## DIRECTIONS
(a) In the article on sleep and heart health, substitute "adults in the US" for "American adults" and give the text from "That's probably not" up to and including "too much sleep.".
(b) Turn the paragraph of the sleep and heart health article that begins "The meta-analysis crunched" into a short bulleted list that keeps its main facts.

We've seen plenty of research on the optimum number of hours' sleep to get for the good of our bodies, but a massive new study of more than 1 million adults has focussed specifically on cardiovascular health.
Based on the new analysis, the researchers put the magic window at between six and eight hours a night in order to protect your heart.
That's probably not a huge surprise, as it's in line with most other sleep recommendations for overall health and wellbeing. But it's more than a lot of us get - more than 40 percent of American adults get less than seven hours' sleep a night.
Interestingly, the study also warned against people getting too much sleep.
The research, which analysed 11 existing studies covering more than 1 million adults, showed that getting less than six hours or more than eight hours was associated with a greater risk of coronary artery disease or a stroke.
That fits in with previous warnings that too much sleep is a reliable indicator of poor health as well as too little sleep – either because it causes health issues to worsen or because it reflects underlying conditions that keep people snoozing for longer.
"Our findings suggest that too much or too little sleep may be bad for the heart," says lead researcher Epameinondas Fountas, from the Onassis Cardiac Surgery Centre in Greece.
"More research is needed to clarify exactly why, but we do know that sleep influences biological processes like glucose metabolism, blood pressure, and inflammation – all of which have an impact on cardiovascular disease."
The meta-analysis crunched the numbers on 1,000,541 people in total, logged in studies published in the last five years. They were split into three groups: less than six hours sleep, between six and eight hours sleep, and more than eight hours sleep.
Based on a follow-up period averaging 9.3 years, the short sleepers were 11 percent more likely, and the long sleepers were 33 percent more likely, to develop or die of coronary artery disease or a stroke.
Coronary artery disease is typically caused by the build-up of cholesterol deposits clogging up the channels responsible for blood flow to and from the heart. Factors such as high blood pressure and a sedentary lifestyle are thought to contribute.

## DATASET RECORDS
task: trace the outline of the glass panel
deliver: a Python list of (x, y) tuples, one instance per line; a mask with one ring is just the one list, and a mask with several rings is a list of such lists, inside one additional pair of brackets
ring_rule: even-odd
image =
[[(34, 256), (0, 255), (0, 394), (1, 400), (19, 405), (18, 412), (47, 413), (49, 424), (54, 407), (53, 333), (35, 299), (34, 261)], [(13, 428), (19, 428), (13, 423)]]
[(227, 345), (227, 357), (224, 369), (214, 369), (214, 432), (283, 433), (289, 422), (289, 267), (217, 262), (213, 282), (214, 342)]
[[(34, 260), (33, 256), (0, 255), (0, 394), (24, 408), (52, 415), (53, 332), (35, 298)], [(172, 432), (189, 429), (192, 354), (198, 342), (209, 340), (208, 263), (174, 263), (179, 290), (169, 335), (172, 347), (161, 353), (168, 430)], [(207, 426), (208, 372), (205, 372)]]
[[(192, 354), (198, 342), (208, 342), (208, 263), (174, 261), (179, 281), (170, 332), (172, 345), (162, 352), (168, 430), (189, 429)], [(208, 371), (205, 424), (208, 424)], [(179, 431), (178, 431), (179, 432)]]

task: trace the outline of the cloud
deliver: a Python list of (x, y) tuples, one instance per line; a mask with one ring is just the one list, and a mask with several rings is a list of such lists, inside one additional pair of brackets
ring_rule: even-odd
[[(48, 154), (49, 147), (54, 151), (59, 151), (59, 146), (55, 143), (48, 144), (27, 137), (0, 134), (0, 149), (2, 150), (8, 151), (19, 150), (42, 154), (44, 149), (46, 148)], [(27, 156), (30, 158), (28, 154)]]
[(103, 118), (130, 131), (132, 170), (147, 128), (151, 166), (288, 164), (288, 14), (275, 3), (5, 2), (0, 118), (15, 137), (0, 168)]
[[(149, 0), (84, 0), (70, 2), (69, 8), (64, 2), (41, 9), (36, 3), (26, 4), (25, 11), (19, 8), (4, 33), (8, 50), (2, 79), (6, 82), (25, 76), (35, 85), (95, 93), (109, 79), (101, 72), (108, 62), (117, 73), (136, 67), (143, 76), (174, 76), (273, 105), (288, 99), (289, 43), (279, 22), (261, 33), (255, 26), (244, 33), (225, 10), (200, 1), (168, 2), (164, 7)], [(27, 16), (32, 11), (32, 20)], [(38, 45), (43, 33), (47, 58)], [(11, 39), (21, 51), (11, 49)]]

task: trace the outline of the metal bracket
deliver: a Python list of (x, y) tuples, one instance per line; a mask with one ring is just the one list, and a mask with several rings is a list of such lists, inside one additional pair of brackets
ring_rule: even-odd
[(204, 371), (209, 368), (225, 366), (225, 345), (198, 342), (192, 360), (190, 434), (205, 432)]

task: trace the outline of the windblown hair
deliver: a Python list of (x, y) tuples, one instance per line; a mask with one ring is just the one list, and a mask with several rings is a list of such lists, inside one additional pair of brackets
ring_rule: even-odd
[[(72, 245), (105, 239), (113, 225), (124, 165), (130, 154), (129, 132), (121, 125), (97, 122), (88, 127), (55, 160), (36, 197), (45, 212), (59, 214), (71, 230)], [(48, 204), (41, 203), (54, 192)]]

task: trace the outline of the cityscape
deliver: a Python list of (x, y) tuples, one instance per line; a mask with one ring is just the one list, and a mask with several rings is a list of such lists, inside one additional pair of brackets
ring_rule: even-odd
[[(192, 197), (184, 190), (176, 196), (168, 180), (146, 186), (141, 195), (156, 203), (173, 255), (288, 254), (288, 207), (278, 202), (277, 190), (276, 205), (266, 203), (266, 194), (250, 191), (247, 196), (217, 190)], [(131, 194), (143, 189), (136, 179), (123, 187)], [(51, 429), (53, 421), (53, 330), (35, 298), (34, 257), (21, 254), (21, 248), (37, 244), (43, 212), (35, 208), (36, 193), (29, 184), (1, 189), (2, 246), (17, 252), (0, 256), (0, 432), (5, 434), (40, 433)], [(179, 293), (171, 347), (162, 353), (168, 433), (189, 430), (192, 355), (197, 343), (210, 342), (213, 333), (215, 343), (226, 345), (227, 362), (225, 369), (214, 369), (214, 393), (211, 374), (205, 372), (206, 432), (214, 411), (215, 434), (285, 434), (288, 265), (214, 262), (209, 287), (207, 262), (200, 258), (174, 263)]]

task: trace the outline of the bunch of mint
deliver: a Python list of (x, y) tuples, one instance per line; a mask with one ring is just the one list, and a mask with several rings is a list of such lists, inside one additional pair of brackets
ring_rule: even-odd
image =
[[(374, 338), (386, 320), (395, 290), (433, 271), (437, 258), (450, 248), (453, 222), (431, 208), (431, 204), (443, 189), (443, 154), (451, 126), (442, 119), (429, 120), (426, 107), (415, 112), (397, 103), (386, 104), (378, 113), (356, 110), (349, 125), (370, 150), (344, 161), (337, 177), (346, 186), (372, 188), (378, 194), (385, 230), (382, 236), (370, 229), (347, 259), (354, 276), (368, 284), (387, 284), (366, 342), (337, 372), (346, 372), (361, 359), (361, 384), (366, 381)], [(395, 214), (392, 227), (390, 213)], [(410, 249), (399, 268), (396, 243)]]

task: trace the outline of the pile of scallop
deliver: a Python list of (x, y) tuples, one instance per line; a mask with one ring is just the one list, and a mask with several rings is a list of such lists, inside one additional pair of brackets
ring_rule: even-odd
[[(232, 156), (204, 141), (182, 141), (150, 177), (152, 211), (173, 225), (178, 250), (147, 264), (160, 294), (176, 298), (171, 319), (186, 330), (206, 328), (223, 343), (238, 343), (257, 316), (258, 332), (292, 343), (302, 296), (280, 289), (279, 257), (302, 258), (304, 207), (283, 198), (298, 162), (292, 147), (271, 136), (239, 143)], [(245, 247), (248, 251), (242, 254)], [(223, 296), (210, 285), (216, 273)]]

## EXPECTED RESULTS
(a)
That's probably not a huge surprise, as it's in line with most other sleep recommendations for overall health and wellbeing. But it's more than a lot of us get - more than 40 percent of adults in the US get less than seven hours' sleep a night.
Interestingly, the study also warned against people getting too much sleep.

(b)
- People covered: 1,000,541 in total
- Source: studies published in the last five years
- Groups: less than six hours of sleep, six to eight hours, and more than eight hours